*** Supplied records Section Begins ***
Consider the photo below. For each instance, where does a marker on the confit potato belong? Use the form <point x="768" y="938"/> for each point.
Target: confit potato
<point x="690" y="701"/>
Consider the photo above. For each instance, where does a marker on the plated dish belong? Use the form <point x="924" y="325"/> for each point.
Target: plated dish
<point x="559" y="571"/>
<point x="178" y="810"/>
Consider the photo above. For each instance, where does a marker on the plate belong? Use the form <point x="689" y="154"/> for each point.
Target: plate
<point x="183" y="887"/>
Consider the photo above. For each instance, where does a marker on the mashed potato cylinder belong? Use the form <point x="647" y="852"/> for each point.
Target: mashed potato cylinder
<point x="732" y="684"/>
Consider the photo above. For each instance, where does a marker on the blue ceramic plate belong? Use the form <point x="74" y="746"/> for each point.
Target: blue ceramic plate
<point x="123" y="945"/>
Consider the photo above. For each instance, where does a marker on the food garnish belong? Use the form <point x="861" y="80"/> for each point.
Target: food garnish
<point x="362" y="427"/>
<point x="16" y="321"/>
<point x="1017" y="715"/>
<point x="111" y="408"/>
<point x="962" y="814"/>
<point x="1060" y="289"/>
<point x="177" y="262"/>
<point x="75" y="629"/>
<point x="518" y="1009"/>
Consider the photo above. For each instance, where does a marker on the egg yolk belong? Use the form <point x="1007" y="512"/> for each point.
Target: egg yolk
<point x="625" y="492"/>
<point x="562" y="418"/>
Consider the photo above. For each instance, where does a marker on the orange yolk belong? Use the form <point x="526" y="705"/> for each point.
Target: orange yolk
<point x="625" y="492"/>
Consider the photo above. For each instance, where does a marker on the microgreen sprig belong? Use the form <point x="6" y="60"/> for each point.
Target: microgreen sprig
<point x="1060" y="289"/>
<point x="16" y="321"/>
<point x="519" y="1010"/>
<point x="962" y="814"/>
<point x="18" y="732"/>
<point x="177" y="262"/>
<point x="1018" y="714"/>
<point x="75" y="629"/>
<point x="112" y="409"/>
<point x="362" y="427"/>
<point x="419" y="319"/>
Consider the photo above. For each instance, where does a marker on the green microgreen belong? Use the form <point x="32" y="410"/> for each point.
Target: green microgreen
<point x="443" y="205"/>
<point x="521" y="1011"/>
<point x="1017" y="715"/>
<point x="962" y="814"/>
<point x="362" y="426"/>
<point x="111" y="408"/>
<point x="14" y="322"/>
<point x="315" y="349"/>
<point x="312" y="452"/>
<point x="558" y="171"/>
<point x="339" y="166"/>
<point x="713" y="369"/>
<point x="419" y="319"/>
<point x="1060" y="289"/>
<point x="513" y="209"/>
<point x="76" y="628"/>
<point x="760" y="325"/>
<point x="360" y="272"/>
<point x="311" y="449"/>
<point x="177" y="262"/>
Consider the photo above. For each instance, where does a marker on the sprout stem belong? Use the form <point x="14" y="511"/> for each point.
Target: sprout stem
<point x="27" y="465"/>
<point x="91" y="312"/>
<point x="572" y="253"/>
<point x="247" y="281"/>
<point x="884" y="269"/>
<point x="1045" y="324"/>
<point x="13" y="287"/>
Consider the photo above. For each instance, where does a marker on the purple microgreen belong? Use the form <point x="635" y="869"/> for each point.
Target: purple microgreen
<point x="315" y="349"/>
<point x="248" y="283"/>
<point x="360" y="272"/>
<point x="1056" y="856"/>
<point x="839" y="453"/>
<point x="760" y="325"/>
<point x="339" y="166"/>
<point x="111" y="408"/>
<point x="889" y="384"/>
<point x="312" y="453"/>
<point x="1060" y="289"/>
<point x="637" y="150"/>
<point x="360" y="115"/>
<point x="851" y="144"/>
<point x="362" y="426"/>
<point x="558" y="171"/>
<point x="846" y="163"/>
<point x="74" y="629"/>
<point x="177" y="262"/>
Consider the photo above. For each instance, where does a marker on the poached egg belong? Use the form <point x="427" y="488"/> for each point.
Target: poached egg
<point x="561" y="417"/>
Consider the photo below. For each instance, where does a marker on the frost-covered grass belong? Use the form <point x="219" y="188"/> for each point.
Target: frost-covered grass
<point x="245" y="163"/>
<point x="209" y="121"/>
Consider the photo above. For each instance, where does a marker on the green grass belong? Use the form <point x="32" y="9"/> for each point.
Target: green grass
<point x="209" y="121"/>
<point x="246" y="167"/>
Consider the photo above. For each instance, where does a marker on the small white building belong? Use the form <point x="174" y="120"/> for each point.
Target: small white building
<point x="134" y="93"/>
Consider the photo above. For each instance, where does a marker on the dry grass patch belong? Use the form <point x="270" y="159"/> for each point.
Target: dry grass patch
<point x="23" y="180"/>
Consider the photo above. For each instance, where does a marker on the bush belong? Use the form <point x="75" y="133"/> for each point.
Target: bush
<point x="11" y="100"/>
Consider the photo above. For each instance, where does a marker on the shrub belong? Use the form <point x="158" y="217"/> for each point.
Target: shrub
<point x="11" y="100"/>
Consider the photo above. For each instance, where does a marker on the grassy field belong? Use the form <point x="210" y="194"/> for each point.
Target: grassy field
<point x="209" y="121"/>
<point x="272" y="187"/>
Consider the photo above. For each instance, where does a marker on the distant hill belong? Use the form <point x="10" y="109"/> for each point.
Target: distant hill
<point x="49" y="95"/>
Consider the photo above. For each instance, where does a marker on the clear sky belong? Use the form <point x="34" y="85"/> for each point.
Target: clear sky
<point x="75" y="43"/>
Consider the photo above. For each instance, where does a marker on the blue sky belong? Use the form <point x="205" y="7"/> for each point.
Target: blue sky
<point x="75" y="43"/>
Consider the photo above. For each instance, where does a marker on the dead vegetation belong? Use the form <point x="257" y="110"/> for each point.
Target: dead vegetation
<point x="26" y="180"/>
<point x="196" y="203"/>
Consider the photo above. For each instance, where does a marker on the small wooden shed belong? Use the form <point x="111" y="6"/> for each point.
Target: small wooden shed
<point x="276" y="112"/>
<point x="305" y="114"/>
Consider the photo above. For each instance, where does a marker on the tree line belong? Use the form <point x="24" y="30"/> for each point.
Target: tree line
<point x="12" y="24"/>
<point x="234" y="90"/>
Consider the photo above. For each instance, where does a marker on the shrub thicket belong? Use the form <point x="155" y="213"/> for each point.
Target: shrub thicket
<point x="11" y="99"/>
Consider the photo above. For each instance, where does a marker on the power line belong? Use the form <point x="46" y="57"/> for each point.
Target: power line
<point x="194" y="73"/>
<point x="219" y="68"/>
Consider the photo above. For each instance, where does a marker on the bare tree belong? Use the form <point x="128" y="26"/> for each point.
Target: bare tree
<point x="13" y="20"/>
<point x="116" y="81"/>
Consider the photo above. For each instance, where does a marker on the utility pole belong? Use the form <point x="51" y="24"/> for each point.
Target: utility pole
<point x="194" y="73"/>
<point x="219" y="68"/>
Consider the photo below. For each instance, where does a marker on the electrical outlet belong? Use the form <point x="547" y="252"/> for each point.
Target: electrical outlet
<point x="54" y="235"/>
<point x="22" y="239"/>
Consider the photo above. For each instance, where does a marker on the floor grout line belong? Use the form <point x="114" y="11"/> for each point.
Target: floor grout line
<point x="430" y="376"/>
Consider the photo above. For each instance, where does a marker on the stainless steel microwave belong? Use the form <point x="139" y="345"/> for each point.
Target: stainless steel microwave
*** Supplied records Section Ends ***
▸ Problem details: Every entry above should be retyped exactly as shown.

▸ Response to the task:
Consider the photo below. For each instance, where does a marker on the confit potato belong? Use the form <point x="768" y="938"/> for each point.
Target: confit potato
<point x="690" y="701"/>
Consider the photo above. For each instance, where does a marker on the plated dish belong? Use the form <point x="924" y="325"/> for each point.
Target: plated dish
<point x="559" y="571"/>
<point x="178" y="810"/>
Consider the photo above. For each instance, where does a marker on the plate belong? Use the form <point x="689" y="154"/> for each point.
Target: plate
<point x="183" y="887"/>
Consider the photo above. For each instance, where does a marker on the mashed potato cylinder belong? Use the form <point x="647" y="852"/> for each point.
Target: mashed potato cylinder
<point x="732" y="684"/>
Consider the photo above. For each instance, where does a marker on the blue ceramic plate belong? Use the form <point x="74" y="746"/> for each point.
Target: blue ceramic plate
<point x="123" y="945"/>
Consider the photo above. For each instance, where does a marker on the food garnish belong? Use the form <point x="861" y="80"/> for each point.
Target: food garnish
<point x="362" y="427"/>
<point x="16" y="321"/>
<point x="1017" y="715"/>
<point x="111" y="408"/>
<point x="962" y="814"/>
<point x="1060" y="289"/>
<point x="177" y="262"/>
<point x="75" y="629"/>
<point x="518" y="1009"/>
Consider the photo above. For each instance, where does a marker on the egg yolk belong? Use the form <point x="1007" y="512"/> for each point.
Target: egg yolk
<point x="625" y="492"/>
<point x="562" y="418"/>
Consider the photo above. For each instance, where does a marker on the orange yolk belong? Use the form <point x="526" y="705"/> for each point.
Target: orange yolk
<point x="625" y="492"/>
Consider the photo above. For each instance, where does a marker on the microgreen sprig belong? Use the form <point x="6" y="60"/> for each point.
Target: microgreen sprig
<point x="1060" y="289"/>
<point x="16" y="321"/>
<point x="519" y="1010"/>
<point x="962" y="814"/>
<point x="18" y="732"/>
<point x="177" y="262"/>
<point x="1018" y="714"/>
<point x="75" y="629"/>
<point x="112" y="409"/>
<point x="362" y="427"/>
<point x="419" y="319"/>
Consider the photo above. For each instance, where does a marker on the green microgreen belong? Use the form <point x="32" y="410"/> for each point.
Target: green microgreen
<point x="443" y="205"/>
<point x="521" y="1011"/>
<point x="1017" y="715"/>
<point x="962" y="814"/>
<point x="362" y="426"/>
<point x="111" y="408"/>
<point x="14" y="322"/>
<point x="315" y="349"/>
<point x="312" y="452"/>
<point x="558" y="171"/>
<point x="339" y="166"/>
<point x="713" y="369"/>
<point x="419" y="319"/>
<point x="1060" y="289"/>
<point x="513" y="209"/>
<point x="76" y="628"/>
<point x="760" y="325"/>
<point x="360" y="272"/>
<point x="311" y="449"/>
<point x="177" y="262"/>
Consider the photo above. For each instance, where does a marker on the sprout stem belong? Use the form <point x="14" y="511"/> for each point.
Target: sprout stem
<point x="27" y="465"/>
<point x="91" y="312"/>
<point x="572" y="253"/>
<point x="247" y="281"/>
<point x="884" y="269"/>
<point x="1045" y="324"/>
<point x="13" y="287"/>
Consider the photo above. For each instance, where does a marker on the purple microgreen belong? Use the form <point x="635" y="869"/> for each point.
Target: purple microgreen
<point x="315" y="349"/>
<point x="248" y="283"/>
<point x="360" y="272"/>
<point x="1056" y="856"/>
<point x="839" y="453"/>
<point x="760" y="325"/>
<point x="339" y="166"/>
<point x="111" y="408"/>
<point x="889" y="384"/>
<point x="312" y="453"/>
<point x="1060" y="289"/>
<point x="637" y="150"/>
<point x="360" y="115"/>
<point x="851" y="144"/>
<point x="362" y="426"/>
<point x="558" y="171"/>
<point x="846" y="163"/>
<point x="74" y="629"/>
<point x="177" y="262"/>
Consider the photo above. For each instance, where does a marker on the poached egg belong? Use the form <point x="427" y="488"/> for each point.
Target: poached egg
<point x="561" y="417"/>
Consider the photo below. For each instance, where does a marker on the frost-covered grass belong? Use the form <point x="219" y="188"/> for each point.
Target: frost-covered grass
<point x="245" y="163"/>
<point x="209" y="121"/>
Consider the photo above. For each instance, where does a marker on the green grass belong? Use the form <point x="32" y="9"/> for each point.
Target: green grass
<point x="209" y="121"/>
<point x="246" y="167"/>
Consider the photo above. For each instance, where does a marker on the small white building belong? Use the form <point x="174" y="120"/> for each point.
Target: small white building
<point x="134" y="93"/>
Consider the photo above. For each instance, where does a marker on the dry grass patch belong? Use the form <point x="270" y="159"/> for each point.
Target: dry grass patch
<point x="23" y="180"/>
Consider the photo above. For each instance, where does a marker on the bush belong? Use the form <point x="75" y="133"/> for each point.
Target: bush
<point x="11" y="100"/>
Consider the photo above. For each instance, where does a marker on the shrub belong? Use the form <point x="158" y="217"/> for each point.
Target: shrub
<point x="11" y="100"/>
Consider the photo above. For each instance, where does a marker on the grassy field belong? Use the form <point x="210" y="194"/> for each point.
Target: grassy field
<point x="209" y="121"/>
<point x="272" y="187"/>
Consider the photo above. For each instance, where does a marker on the distant hill belong? Use the form <point x="10" y="109"/> for each point.
Target: distant hill
<point x="49" y="95"/>
Consider the photo above. For each instance, where does a marker on the clear sky belong? Use the form <point x="34" y="85"/> for each point.
Target: clear sky
<point x="75" y="43"/>
Consider the photo above. For each instance, where does a marker on the blue sky belong? Use the form <point x="205" y="7"/> for each point.
Target: blue sky
<point x="75" y="43"/>
Consider the photo above. For each instance, where does a marker on the dead vegetation belong? Use the form <point x="257" y="110"/> for each point.
Target: dead vegetation
<point x="26" y="180"/>
<point x="196" y="203"/>
Consider the photo above. For each instance, where does a marker on the small wooden shed belong? Use the form <point x="111" y="6"/> for each point.
Target: small wooden shed
<point x="276" y="112"/>
<point x="305" y="114"/>
Consider the photo above. For each instance, where does a marker on the tree line belong? Use the form <point x="24" y="30"/> for each point.
Target: tree line
<point x="12" y="24"/>
<point x="234" y="90"/>
Consider the photo above. For each instance, where does a marker on the shrub thicket belong? Use the form <point x="155" y="213"/> for each point.
Target: shrub thicket
<point x="11" y="99"/>
Consider the photo above. For each instance, where does a marker on the power line belong? Use the form <point x="46" y="57"/> for each point.
Target: power line
<point x="194" y="73"/>
<point x="219" y="68"/>
Consider the photo above. For each instance, where does a marker on the bare tree belong? Use the form <point x="128" y="26"/> for each point.
Target: bare tree
<point x="13" y="20"/>
<point x="116" y="81"/>
Consider the photo above. For each instance, where does a marker on the utility pole belong? Use the form <point x="51" y="24"/> for each point.
Target: utility pole
<point x="194" y="73"/>
<point x="219" y="68"/>
Consider the photo below. For each instance, where does a marker on the electrical outlet belong? Use the form <point x="547" y="252"/> for each point.
Target: electrical outlet
<point x="54" y="235"/>
<point x="22" y="239"/>
Consider the photo above. For each instance, where does a marker on the floor grout line belong? Use the form <point x="114" y="11"/> for each point.
Target: floor grout line
<point x="430" y="376"/>
Consider the photo above. For each instance, where does a marker on the stainless steel microwave belong? Use the form <point x="139" y="345"/> for each point.
Target: stainless steel microwave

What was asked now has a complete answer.